*** Dataset records
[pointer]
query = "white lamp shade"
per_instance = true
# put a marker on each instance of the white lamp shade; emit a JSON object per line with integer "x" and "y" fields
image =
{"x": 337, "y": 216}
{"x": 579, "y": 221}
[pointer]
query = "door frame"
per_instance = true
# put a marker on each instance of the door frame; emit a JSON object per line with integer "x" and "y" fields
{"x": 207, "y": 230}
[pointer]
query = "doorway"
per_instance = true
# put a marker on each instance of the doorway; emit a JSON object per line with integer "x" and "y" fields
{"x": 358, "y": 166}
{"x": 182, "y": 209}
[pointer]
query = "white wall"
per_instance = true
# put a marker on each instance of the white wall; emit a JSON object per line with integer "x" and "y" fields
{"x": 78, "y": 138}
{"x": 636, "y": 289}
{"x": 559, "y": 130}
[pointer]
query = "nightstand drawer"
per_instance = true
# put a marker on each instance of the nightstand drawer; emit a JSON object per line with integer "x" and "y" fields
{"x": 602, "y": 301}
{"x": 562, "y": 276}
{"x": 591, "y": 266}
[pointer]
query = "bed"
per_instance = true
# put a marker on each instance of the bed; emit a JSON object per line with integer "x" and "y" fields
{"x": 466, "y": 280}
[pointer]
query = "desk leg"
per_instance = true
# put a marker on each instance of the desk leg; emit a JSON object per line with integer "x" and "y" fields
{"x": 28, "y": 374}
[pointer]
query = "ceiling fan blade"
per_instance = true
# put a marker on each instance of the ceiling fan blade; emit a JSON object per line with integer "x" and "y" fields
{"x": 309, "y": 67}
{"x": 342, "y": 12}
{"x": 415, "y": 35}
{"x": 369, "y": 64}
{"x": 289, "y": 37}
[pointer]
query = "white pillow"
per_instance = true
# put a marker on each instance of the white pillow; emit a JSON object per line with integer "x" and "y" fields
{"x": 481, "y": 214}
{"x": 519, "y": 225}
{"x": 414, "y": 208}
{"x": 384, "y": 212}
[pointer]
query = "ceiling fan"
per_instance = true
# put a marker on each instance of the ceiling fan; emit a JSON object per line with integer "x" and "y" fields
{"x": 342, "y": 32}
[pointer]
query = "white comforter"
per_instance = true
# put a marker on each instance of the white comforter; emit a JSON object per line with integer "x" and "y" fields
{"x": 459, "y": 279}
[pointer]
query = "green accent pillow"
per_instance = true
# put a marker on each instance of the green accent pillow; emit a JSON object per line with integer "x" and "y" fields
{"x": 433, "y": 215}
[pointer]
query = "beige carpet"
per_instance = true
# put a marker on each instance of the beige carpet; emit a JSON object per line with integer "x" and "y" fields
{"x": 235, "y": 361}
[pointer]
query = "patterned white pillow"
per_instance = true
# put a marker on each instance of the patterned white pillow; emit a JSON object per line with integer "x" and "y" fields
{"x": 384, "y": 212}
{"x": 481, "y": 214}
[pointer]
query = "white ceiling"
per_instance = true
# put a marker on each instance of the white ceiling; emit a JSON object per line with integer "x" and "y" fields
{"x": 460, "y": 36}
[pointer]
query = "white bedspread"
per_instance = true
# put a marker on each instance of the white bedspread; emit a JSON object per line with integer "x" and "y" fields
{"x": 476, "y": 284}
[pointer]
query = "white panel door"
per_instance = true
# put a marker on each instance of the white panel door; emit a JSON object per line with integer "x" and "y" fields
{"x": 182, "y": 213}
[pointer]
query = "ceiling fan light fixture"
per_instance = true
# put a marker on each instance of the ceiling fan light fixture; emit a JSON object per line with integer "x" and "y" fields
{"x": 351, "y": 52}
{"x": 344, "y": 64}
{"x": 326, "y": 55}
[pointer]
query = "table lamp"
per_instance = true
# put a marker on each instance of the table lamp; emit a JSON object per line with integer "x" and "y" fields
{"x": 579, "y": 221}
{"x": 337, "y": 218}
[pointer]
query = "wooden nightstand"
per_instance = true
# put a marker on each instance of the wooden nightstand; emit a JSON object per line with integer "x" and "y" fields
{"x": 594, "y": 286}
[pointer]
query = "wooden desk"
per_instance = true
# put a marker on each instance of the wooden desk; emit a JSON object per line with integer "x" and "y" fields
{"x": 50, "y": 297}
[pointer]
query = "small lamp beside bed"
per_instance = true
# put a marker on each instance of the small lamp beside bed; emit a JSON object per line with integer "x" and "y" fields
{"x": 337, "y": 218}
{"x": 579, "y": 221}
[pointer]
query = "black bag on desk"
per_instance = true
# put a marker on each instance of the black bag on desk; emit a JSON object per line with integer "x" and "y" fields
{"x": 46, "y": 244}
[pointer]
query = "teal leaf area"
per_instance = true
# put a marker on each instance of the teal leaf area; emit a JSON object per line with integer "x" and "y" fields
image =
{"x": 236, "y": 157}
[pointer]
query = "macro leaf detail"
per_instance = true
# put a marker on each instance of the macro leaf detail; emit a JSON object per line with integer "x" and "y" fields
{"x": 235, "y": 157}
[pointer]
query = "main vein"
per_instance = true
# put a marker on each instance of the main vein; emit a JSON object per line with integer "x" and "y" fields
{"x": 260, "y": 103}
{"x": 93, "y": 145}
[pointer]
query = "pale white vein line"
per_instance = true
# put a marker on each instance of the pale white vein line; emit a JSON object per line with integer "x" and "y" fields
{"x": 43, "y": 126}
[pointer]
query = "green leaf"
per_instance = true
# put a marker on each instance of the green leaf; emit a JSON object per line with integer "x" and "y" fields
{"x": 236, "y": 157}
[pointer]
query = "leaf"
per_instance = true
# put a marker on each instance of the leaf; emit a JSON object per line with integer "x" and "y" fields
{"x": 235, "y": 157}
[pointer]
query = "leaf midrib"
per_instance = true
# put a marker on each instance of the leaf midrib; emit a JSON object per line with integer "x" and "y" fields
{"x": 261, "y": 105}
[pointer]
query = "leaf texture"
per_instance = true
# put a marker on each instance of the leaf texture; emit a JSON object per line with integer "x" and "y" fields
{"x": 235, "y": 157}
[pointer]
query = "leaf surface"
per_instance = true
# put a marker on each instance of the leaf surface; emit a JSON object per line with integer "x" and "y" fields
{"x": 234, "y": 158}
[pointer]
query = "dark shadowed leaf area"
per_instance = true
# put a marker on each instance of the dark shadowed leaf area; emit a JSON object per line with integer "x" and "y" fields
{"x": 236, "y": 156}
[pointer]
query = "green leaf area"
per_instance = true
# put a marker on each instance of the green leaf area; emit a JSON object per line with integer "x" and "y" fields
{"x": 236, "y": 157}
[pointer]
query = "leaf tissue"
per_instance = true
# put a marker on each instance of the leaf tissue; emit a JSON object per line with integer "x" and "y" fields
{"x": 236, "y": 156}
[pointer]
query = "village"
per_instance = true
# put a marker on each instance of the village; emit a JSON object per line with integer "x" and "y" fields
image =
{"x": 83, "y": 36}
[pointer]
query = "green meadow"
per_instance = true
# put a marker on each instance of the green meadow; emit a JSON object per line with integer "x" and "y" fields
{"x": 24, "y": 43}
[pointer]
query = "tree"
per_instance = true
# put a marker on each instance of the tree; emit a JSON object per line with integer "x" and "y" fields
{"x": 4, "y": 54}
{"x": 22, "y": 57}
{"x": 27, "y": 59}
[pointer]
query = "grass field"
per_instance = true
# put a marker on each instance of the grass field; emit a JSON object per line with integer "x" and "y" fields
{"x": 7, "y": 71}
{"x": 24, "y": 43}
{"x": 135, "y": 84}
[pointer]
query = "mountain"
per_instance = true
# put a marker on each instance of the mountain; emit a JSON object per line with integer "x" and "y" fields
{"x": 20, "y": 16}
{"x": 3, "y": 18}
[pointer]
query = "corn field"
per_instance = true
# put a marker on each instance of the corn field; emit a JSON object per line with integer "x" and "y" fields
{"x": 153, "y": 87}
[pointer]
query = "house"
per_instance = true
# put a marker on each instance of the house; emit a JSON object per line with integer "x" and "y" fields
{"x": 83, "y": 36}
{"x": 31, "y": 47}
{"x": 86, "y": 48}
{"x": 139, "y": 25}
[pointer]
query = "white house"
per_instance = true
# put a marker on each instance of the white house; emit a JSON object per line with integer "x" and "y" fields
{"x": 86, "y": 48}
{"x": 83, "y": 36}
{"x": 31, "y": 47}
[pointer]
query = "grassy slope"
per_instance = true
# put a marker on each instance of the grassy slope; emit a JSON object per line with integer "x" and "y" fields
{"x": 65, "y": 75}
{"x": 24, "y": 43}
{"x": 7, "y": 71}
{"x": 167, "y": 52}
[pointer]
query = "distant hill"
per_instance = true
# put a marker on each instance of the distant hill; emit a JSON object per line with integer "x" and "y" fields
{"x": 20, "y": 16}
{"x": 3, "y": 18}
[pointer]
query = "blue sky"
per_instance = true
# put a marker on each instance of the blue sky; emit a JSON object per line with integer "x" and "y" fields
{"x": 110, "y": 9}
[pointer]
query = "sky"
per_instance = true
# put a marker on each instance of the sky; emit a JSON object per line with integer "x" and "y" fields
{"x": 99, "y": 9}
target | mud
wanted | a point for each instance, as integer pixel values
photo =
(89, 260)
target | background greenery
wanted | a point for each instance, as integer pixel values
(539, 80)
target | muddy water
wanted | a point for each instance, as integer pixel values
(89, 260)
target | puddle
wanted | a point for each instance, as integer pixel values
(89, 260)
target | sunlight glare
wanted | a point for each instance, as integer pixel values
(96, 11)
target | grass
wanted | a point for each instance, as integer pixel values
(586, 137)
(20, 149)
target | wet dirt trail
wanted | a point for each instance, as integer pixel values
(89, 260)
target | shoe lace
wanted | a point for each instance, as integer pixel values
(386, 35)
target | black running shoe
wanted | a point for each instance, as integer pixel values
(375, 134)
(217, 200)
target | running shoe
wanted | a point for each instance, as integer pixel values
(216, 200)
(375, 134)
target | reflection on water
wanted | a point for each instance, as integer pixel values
******
Copy exactly, word for word, the line with "target | background greenery" through the final line of the listing.

target | background greenery
wanted | a point for each instance, as integer pixel values
(539, 80)
target | muddy water
wanted | a point for each instance, as integer pixel values
(89, 260)
target | puddle
wanted | a point for each instance, as integer pixel values
(89, 260)
target | sunlight glare
wanted | a point for each instance, as integer pixel values
(96, 11)
target | grass
wanted | a point for each instance, as integer pixel values
(586, 137)
(20, 149)
target | wet dirt trail
wanted | a point for each instance, as integer pixel values
(89, 260)
target | shoe lace
wanted | a point for each instance, as integer pixel values
(386, 35)
target | black running shoe
wanted | a point for each instance, as integer pixel values
(375, 134)
(217, 200)
target | running shoe
wanted | a point for each instance, as integer pixel values
(216, 200)
(375, 134)
target | reflection on water
wanted | a point for each instance, as integer pixel values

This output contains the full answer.